**Document extract**
___
We go to college, get our degrees, and expect to be done learning. We can be subject matter experts and leaders in our respective fields. But true leadership comes from personal knowledge of self and having the understanding that we’re never done growing.
As aspiring authors, we can relate to the long journey through our #WIP. We could’ve read our manuscript a dozen times and revised it to the point where we think it’s perfect. It isn’t until we get alpha readers, beta readers, critique partners, or professional editors that we begin to see the imperfections. Most of the time, not seeing what needs to be changed has little to do with education level, career status, title, or pedigree and more to do with perspective. We can indeed stare at something for so long that it can become difficult to see it objectively. Therefore, sometimes it’s wise to have several sets of eyes on personal work projects and those you create professionally.
Now that it’s a new year, we’re all hoping to revamp ourselves. It’s the perfect opportunity to realize our strengths and to acknowledge areas where we can improve. I dislike labeling such areas as weaknesses because calling something weak is demeaning and can reinforce a negative opinion of ourselves. For example, being too sensitive can be considered a weakness. But is it really? Sensitivity is a heightened sense of emotion, and some sensitive people are empaths and have a remarkable ability to connect with others. Empaths make great negotiators, mediators, counselors, and therapists. Being emotional is sometimes considered a sign of weakness. But those who are emotional also make for great actors, creators, writers, musicians, and can move an audience, impacting the world with art.
Heck, even being a little narcissistic can have its advantages, according to a 2012, “Psychology Today” article fittingly titled, The Healthy Side Of Narcissism:
“Having the ‘right degree’ of narcissism may also help people attend to what they wear and how they groom themselves, and therefore present a more professional image. For better or worse, society rewards people seeking jobs or promotions who spend a little more time honing their looks. People high in adaptive narcissism are also more likely to seek those jobs or promotions because their self-confidence leads them to aim high.”
Leadership skills are more than commanding a boardroom meeting and managing dozens of employees, accounts, or running a company. Authentic leadership is equal parts generosity and humility. It’s identifying mistakes and seeing them as a growth opportunity rather than a weakness. We can all be hard on ourselves when we’re not perfect. If we’re hard on ourselves, that means we’re often hard on others, too. Our expectations might be extremely high, so disappointment can set in quickly. This is so true for those of us that are die-hard perfectionists. Some of us writers might cringe when errors are pointed out in our WIP that we didn’t catch. It can be a little embarrassing, especially when we thought for sure we triple-checked everything.
If the pandemic has taught us anything, it’s reminded us to be kind to ourselves and place self-care as a top priority. The pandemic hasn’t simply changed how we work remotely, interact with our neighbors, or run our everyday lives. So, many people’s mental health has been affected by COVID. It’s even changed temperaments and made some who used to be slow to anger rise swiftly to irritation mode at the drop of a hat. Even a “Today” article posed the question: Is the coronavirus pandemic making us mean? It could be that more people are stressed out by so much change. Regardless, prioritizing our personal well-being means understanding that having good health requires self-reflection. And sometimes doing a self-inventory might make us realize that we’ve become complacent. When we think we know everything there is to know, we hinder our potential, and we fail as leaders to our community and role models to our younger generation.
The Bottom Line
True leadership is being constantly on our toes and willing to change. It’s adaptability and having the mental flexibility to learn what we don’t know. It’s evolving by seeing that our shortcomings can be fantastic moments to become students again. There is nothing wrong with being a student of life. There is nothing wrong with seeing ourselves as rough drafts in need of revisions. As characters in our own story, some of us might be morally grey and be walking dichotomies or full of contradictions. That’s okay. Society might call them flaws. Society might call them weaknesses. But, I call imperfections beautiful assets and the greatest tool that life can give us for eternal change.
Let us demonstrate leadership in all areas of our lives by removing negative labels that define our failure to be perfect. Instead, let us become leaders who are first humble, adaptable students willing to evolve. No matter how many times we must undergo personal revisions on ourselves, our careers, and especially when it comes to our respective manuscripts, we must remember we are always a work in progress. We must never give up. As cliché as it sounds, true success isn’t measured by what we achieve, but how often we dig ourselves out of that dark well and have the courage to try again.
___
Phrase grounding records
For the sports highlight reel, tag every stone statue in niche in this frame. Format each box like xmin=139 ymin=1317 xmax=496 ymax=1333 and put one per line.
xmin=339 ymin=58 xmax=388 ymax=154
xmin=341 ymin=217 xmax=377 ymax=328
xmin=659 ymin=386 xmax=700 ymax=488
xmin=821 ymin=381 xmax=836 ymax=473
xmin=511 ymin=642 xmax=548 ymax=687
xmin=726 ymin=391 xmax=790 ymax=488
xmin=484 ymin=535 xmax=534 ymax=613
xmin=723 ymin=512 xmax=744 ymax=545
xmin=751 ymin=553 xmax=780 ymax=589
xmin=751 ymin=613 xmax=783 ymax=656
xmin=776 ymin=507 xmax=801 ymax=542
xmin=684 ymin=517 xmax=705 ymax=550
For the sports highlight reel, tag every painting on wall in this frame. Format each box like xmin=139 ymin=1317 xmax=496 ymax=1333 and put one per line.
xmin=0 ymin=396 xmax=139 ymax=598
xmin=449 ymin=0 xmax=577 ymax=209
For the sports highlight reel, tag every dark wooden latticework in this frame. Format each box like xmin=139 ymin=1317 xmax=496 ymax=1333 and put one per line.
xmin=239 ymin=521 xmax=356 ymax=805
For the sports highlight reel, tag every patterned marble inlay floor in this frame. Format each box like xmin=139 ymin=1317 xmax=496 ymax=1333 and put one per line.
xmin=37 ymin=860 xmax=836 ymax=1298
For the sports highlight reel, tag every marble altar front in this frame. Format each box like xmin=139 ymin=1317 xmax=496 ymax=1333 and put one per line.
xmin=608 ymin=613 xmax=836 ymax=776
___
**What you should do**
Please give the title of the 2012 "Psychology Today" article that the essay on leadership quotes.

**Written solution**
The Healthy Side Of Narcissism